Requirement: Could every line of the data be printed exactly as it reads?

Material provided:
* * *

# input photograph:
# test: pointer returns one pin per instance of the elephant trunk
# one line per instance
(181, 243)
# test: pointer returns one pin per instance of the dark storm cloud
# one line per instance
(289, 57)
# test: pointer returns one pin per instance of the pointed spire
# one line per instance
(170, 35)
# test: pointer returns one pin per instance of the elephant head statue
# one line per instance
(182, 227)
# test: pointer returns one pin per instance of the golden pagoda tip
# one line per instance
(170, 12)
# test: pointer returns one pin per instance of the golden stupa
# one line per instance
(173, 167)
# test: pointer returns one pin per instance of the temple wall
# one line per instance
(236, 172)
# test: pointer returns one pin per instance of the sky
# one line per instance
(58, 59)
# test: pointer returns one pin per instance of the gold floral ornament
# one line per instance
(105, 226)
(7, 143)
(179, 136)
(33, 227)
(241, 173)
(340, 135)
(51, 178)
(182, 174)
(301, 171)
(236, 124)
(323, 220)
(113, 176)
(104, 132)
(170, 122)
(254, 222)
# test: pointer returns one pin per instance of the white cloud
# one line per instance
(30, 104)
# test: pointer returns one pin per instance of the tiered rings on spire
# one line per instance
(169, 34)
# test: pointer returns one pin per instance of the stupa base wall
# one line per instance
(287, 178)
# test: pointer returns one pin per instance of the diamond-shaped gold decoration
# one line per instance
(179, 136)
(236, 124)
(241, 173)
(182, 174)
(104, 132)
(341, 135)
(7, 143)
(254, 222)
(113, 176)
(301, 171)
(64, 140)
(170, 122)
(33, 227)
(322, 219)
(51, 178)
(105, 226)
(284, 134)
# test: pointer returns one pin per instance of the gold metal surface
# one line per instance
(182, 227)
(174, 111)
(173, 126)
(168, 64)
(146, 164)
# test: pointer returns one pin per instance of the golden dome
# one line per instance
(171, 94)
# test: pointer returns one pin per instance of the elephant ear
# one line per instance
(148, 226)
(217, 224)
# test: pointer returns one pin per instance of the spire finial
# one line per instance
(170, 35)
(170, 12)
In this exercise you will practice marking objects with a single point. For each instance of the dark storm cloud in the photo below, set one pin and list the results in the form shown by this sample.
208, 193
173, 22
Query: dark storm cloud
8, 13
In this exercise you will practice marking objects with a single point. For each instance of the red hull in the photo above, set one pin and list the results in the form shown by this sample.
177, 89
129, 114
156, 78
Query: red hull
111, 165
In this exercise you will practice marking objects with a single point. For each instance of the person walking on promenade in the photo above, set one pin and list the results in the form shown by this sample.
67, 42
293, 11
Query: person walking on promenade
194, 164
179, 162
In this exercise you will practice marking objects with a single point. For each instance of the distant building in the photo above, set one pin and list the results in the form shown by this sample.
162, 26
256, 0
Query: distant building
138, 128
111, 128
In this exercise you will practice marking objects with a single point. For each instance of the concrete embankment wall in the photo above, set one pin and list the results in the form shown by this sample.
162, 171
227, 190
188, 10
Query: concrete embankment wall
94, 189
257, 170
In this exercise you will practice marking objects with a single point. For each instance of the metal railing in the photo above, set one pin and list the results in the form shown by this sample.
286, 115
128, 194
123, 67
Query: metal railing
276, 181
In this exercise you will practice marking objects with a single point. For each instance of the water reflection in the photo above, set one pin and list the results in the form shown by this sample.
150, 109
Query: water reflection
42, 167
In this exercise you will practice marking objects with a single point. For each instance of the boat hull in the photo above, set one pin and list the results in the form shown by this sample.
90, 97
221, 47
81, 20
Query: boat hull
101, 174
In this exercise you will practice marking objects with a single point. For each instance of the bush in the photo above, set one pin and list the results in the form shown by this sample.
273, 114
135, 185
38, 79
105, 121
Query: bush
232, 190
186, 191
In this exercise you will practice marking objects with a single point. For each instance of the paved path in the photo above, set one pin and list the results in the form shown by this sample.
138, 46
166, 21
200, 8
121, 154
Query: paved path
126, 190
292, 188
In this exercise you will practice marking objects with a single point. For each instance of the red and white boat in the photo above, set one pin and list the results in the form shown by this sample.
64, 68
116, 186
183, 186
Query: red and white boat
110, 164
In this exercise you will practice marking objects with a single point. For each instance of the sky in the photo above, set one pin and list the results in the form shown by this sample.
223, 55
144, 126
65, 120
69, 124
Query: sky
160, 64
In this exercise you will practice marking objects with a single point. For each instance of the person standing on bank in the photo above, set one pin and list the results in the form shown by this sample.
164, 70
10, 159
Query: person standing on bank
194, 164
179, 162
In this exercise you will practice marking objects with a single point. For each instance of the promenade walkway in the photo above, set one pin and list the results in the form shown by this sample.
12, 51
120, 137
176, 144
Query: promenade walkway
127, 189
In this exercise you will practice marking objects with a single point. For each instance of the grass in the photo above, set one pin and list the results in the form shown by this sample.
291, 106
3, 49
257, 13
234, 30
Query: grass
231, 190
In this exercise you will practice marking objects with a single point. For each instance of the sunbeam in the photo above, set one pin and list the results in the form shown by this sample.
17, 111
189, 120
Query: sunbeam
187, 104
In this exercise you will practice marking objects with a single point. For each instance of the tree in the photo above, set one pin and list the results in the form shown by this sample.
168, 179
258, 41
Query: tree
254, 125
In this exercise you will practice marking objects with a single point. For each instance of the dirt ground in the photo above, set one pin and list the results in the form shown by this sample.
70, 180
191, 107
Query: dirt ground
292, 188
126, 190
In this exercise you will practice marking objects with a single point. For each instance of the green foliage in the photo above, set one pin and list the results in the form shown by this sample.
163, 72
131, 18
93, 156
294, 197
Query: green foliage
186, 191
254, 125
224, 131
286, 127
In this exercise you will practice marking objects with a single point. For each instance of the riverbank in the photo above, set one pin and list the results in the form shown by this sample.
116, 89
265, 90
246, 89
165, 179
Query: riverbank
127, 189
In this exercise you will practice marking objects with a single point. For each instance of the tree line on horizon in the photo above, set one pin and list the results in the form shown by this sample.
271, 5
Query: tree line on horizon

* * *

Task answer:
# input photograph:
# test: pointer returns one pin per instance of the elephant trunk
# one line per instance
(181, 243)
# test: pointer returns one pin per instance of the dark storm cloud
# one line per instance
(289, 57)
# test: pointer returns one pin per instance of the pointed spire
# one line per instance
(170, 35)
# test: pointer returns one pin per instance of the elephant head statue
# one line per instance
(182, 227)
# test: pointer returns one pin per instance of the golden pagoda tip
# one line per instance
(170, 12)
# test: pointer returns one pin per instance of the golden stupa
# one line per instance
(173, 167)
# test: pointer returns one pin per instance of the temple wall
# one line per instance
(236, 172)
# test: pointer returns one pin per instance of the sky
# one line per instance
(58, 59)
# test: pointer returns one pin per instance of the gold floral ornament
# one line per instance
(105, 226)
(7, 143)
(179, 136)
(33, 227)
(241, 173)
(340, 135)
(51, 178)
(182, 174)
(301, 171)
(236, 124)
(323, 220)
(113, 176)
(104, 132)
(170, 122)
(254, 222)
# test: pointer returns one pin per instance of the white cloud
# one line per instance
(30, 104)
# test: pointer returns one pin per instance of the tiered rings on spire
# one line per instance
(169, 34)
# test: pointer returns one pin per instance of the stupa base wall
# one line per instance
(287, 178)
# test: pointer returns one pin per instance of the diamond-shaped gold decoration
# one line per instance
(179, 136)
(236, 124)
(241, 173)
(182, 174)
(104, 132)
(341, 135)
(7, 143)
(254, 222)
(113, 176)
(301, 171)
(64, 140)
(170, 122)
(33, 227)
(322, 219)
(51, 178)
(105, 226)
(284, 134)
# test: pointer returns one pin per instance of the gold metal surface
# one line per instance
(182, 227)
(174, 111)
(173, 126)
(168, 64)
(146, 164)
# test: pointer returns one pin per instance of the golden dome
# one line per instance
(171, 94)
# test: pointer returns one pin per instance of the elephant ear
# one line per instance
(148, 226)
(217, 224)
# test: pointer returns one pin per instance of the spire finial
# one line per instance
(170, 35)
(170, 12)
In this exercise you will practice marking objects with a single point. For each instance of the dark storm cloud in the photo below, set one pin and list the results in the form shown by this sample.
208, 193
173, 22
Query: dark storm cloud
8, 13
In this exercise you will practice marking objects with a single point. For each instance of the red hull in the photo above, set one pin and list the results in the form shown by this sample.
177, 89
129, 114
156, 78
Query: red hull
111, 165
In this exercise you will practice marking objects with a single point. For each instance of the person walking on promenade in the photo above, set one pin and list the results in the form shown by this sample.
67, 42
293, 11
Query: person walking on promenade
194, 164
179, 162
In this exercise you will practice marking objects with a single point. For each instance of the distant building in the photo above, set one pin and list the results in the form shown by this sample.
162, 26
256, 0
Query: distant building
138, 128
111, 128
In this exercise you will practice marking objects with a single point. For each instance of the concrete embankment wall in the photo above, set one pin and list the results in the form shown by this sample.
162, 171
227, 190
188, 10
Query: concrete embankment wall
94, 189
257, 170
In this exercise you will practice marking objects with a single point. For each instance of the metal railing in the photo above, set one pin and list the results in the form shown by this sample.
286, 115
128, 194
123, 67
Query: metal railing
276, 181
In this exercise you will practice marking objects with a single point. For each instance of the water reflection in the photo above, set one pin and list the results in the form shown by this sample.
150, 109
Query: water reflection
42, 167
In this exercise you will practice marking objects with a single point. For each instance of the boat hull in the photo above, set one pin and list the results in the form shown by this sample.
90, 97
221, 47
81, 20
Query: boat hull
101, 174
In this exercise you will practice marking objects with a single point. For each instance of the bush in the photo above, set one pin and list the results in the form shown by this sample.
273, 114
135, 185
38, 79
105, 121
Query: bush
232, 190
186, 191
In this exercise you will practice marking objects with a single point. For each instance of the paved path in the photo above, set one pin and list the results in the form shown by this sample.
138, 46
166, 21
200, 8
121, 154
Query: paved path
126, 190
292, 188
In this exercise you will practice marking objects with a single point. For each instance of the red and white boat in the photo above, set one pin and list the results in the form shown by this sample.
64, 68
116, 186
183, 186
Query: red and white boat
110, 164
In this exercise you will practice marking objects with a single point. For each instance of the sky in the photo above, set one pin and list the results in the form shown by this sample.
223, 55
144, 126
65, 120
69, 124
Query: sky
160, 64
In this exercise you will practice marking objects with a single point. For each instance of the person standing on bank in the photo above, set one pin and list the results in the form shown by this sample.
164, 70
10, 159
Query: person standing on bank
194, 164
179, 162
In this exercise you will practice marking objects with a single point. For each instance of the promenade walkway in the photo above, set one pin and list the results in the form shown by this sample.
12, 51
120, 137
176, 144
Query: promenade walkway
127, 189
In this exercise you will practice marking objects with a single point. For each instance of the grass in the photo above, set one pin and list the results in the form shown by this sample.
291, 106
3, 49
257, 13
234, 30
Query: grass
231, 190
In this exercise you will practice marking objects with a single point. For each instance of the sunbeam in the photo above, set one pin and list the results in the form shown by this sample.
17, 111
189, 120
Query: sunbeam
187, 104
In this exercise you will practice marking objects with a single point. For each instance of the tree in the photo above, set one pin and list the results in the form shown by this sample.
168, 179
258, 41
Query: tree
254, 125
In this exercise you will practice marking objects with a single point. For each instance of the dirt ground in the photo above, set one pin and list the results in the form shown by this sample.
70, 180
191, 107
Query: dirt ground
292, 188
126, 190
In this exercise you will practice marking objects with a single point. For each instance of the green foliage in the photo above, set one pin and list the results in the form shown by this sample.
163, 72
131, 18
93, 156
294, 197
Query: green foliage
186, 191
254, 125
224, 131
286, 127
In this exercise you will practice marking objects with a single point. For each instance of the riverbank in the photo above, set one pin and list the results in the form shown by this sample.
116, 89
265, 90
246, 89
165, 179
Query: riverbank
127, 189
In this exercise you will practice marking objects with a single point. For each instance of the tree line on horizon in the photo above, set one pin and list the results in the form shown by this sample.
271, 5
Query: tree line on horizon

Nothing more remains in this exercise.